- [DIRECTIVE]
Rewrite the items below as a numbered list, with each line as its own entry and blank lines left out.

- [EXTRACTED ENTRIES]
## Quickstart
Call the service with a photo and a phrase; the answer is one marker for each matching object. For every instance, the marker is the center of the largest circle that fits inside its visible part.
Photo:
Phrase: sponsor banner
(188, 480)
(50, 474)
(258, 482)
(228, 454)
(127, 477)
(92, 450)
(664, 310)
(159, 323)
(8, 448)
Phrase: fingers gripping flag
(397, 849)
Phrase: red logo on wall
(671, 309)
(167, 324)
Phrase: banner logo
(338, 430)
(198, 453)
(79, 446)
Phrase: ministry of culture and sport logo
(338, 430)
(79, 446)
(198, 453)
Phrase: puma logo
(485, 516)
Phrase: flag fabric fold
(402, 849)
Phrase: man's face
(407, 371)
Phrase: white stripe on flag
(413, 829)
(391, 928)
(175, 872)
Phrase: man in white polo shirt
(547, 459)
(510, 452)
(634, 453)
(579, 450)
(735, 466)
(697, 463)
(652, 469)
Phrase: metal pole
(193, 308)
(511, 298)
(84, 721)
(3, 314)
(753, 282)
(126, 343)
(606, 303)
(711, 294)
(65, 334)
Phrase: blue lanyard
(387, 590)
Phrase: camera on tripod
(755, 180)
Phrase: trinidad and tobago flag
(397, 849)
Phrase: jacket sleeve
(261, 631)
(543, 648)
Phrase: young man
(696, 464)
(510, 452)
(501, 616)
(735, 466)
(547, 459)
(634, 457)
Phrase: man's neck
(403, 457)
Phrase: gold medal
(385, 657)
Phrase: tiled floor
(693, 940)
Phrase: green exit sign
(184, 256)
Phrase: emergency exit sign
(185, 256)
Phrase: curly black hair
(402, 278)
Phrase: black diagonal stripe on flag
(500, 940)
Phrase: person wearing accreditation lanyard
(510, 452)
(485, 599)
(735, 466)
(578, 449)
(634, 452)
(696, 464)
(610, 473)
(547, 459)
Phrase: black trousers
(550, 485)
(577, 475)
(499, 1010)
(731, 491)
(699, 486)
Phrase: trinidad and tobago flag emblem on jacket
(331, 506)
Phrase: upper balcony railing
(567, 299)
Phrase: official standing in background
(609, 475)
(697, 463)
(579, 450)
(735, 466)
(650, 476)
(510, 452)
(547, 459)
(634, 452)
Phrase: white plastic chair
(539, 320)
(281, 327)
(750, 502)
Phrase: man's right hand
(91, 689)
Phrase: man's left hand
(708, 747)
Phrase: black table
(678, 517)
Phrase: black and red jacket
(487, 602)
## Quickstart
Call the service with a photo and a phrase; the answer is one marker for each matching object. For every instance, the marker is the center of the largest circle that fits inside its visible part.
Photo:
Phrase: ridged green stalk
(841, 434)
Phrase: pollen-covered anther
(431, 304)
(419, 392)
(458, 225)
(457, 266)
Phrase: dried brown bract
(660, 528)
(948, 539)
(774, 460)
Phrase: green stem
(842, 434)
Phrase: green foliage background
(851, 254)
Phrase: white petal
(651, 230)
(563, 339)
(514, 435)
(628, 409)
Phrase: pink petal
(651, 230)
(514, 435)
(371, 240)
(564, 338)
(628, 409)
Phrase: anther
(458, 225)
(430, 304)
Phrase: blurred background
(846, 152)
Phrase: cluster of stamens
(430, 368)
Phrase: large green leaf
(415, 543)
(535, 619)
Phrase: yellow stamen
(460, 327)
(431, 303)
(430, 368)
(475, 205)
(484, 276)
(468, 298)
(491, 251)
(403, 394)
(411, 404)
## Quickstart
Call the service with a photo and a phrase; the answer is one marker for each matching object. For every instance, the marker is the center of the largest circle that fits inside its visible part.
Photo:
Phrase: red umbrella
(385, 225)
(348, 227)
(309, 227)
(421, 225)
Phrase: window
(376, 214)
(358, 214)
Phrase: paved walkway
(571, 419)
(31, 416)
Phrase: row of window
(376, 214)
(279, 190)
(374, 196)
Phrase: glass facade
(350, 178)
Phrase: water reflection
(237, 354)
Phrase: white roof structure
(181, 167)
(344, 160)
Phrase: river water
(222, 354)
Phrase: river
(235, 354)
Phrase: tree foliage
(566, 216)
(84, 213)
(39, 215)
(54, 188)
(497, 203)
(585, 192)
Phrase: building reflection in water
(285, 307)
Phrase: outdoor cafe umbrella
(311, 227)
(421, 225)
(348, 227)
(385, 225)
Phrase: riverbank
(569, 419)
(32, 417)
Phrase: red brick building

- [CORRECT RESULT]
1. ## Quickstart
2. Call the service with a photo and a phrase; the answer is one marker for each matching object. For every instance, the marker is the center of the largest circle that fits inside its visible part.
3. Photo:
4. Phrase: sponsor banner
5. (188, 480)
6. (50, 474)
7. (258, 482)
8. (228, 454)
9. (127, 477)
10. (92, 450)
11. (664, 310)
12. (159, 323)
13. (8, 448)
14. Phrase: fingers gripping flag
15. (397, 849)
16. Phrase: red logo on wall
17. (671, 309)
18. (167, 324)
19. Phrase: banner logo
20. (338, 430)
21. (198, 453)
22. (79, 446)
23. Phrase: ministry of culture and sport logo
24. (338, 430)
25. (79, 446)
26. (198, 453)
27. Phrase: puma logo
28. (485, 516)
29. Phrase: flag fabric fold
30. (402, 849)
31. Phrase: man's face
32. (407, 371)
33. Phrase: white stripe on flag
34. (413, 829)
35. (391, 928)
36. (175, 872)
37. Phrase: man in white polo shirt
38. (547, 459)
39. (510, 452)
40. (634, 453)
41. (579, 450)
42. (735, 466)
43. (697, 463)
44. (652, 469)
45. Phrase: metal pole
46. (193, 308)
47. (511, 298)
48. (84, 721)
49. (3, 314)
50. (753, 282)
51. (126, 343)
52. (606, 303)
53. (711, 294)
54. (65, 334)
55. Phrase: blue lanyard
56. (387, 590)
57. Phrase: camera on tripod
58. (755, 180)
59. Phrase: trinidad and tobago flag
60. (397, 849)
61. Phrase: jacket sleeve
62. (261, 631)
63. (543, 648)
64. Phrase: young man
65. (696, 464)
66. (510, 452)
67. (501, 616)
68. (735, 466)
69. (547, 459)
70. (634, 457)
71. Phrase: man's neck
72. (403, 457)
73. Phrase: gold medal
74. (385, 657)
75. Phrase: tiled floor
76. (693, 940)
77. Phrase: green exit sign
78. (184, 256)
79. Phrase: emergency exit sign
80. (185, 256)
81. Phrase: curly black hair
82. (402, 278)
83. Phrase: black diagonal stripe on flag
84. (500, 940)
85. Phrase: person wearing accreditation lanyard
86. (510, 452)
87. (485, 599)
88. (735, 466)
89. (578, 449)
90. (634, 452)
91. (696, 464)
92. (610, 473)
93. (547, 459)
94. Phrase: black trousers
95. (550, 485)
96. (577, 475)
97. (499, 1010)
98. (731, 491)
99. (699, 486)
100. Phrase: trinidad and tobago flag emblem on jacket
101. (331, 506)
102. Phrase: upper balcony railing
103. (567, 299)
104. Phrase: official standing in background
105. (609, 475)
106. (697, 463)
107. (579, 450)
108. (735, 466)
109. (650, 476)
110. (510, 452)
111. (547, 459)
112. (634, 452)
113. Phrase: white plastic chair
114. (539, 320)
115. (281, 327)
116. (750, 502)
117. Phrase: man's right hand
118. (91, 689)
119. Phrase: man's left hand
120. (708, 747)
121. Phrase: black table
122. (678, 517)
123. Phrase: black and red jacket
124. (487, 602)
125. ## Quickstart
126. Call the service with a photo and a phrase; the answer is one marker for each matching object. For every instance, the marker is the center of the largest circle that fits inside its visible part.
127. Photo:
128. Phrase: ridged green stalk
129. (841, 434)
130. Phrase: pollen-covered anther
131. (431, 304)
132. (419, 392)
133. (458, 225)
134. (457, 266)
135. Phrase: dried brown bract
136. (660, 528)
137. (948, 539)
138. (774, 460)
139. Phrase: green stem
140. (842, 434)
141. Phrase: green foliage background
142. (851, 254)
143. Phrase: white petal
144. (651, 230)
145. (563, 339)
146. (514, 435)
147. (628, 409)
148. Phrase: pink petal
149. (651, 230)
150. (514, 435)
151. (371, 240)
152. (564, 338)
153. (628, 409)
154. Phrase: anther
155. (458, 225)
156. (430, 304)
157. Phrase: blurred background
158. (846, 152)
159. Phrase: cluster of stamens
160. (430, 368)
161. Phrase: large green leaf
162. (415, 543)
163. (535, 619)
164. Phrase: yellow stamen
165. (460, 327)
166. (431, 303)
167. (430, 368)
168. (475, 205)
169. (484, 276)
170. (468, 298)
171. (491, 251)
172. (403, 394)
173. (411, 404)
174. ## Quickstart
175. Call the service with a photo and a phrase; the answer is one marker for each matching object. For every instance, the marker is the center of the largest circle that fits inside its visible part.
176. Photo:
177. Phrase: red umbrella
178. (385, 225)
179. (348, 227)
180. (309, 227)
181. (421, 225)
182. Phrase: window
183. (376, 214)
184. (358, 214)
185. Phrase: paved walkway
186. (571, 419)
187. (31, 416)
188. Phrase: row of window
189. (376, 214)
190. (279, 190)
191. (374, 196)
192. Phrase: glass facade
193. (350, 178)
194. Phrase: water reflection
195. (237, 354)
196. Phrase: white roof structure
197. (181, 167)
198. (344, 160)
199. Phrase: river water
200. (222, 354)
201. Phrase: river
202. (235, 354)
203. Phrase: tree foliage
204. (566, 216)
205. (84, 213)
206. (39, 215)
207. (54, 188)
208. (497, 203)
209. (585, 192)
210. Phrase: building reflection in water
211. (285, 307)
212. Phrase: outdoor cafe umbrella
213. (311, 227)
214. (421, 225)
215. (348, 227)
216. (385, 225)
217. Phrase: riverbank
218. (569, 419)
219. (32, 417)
220. Phrase: red brick building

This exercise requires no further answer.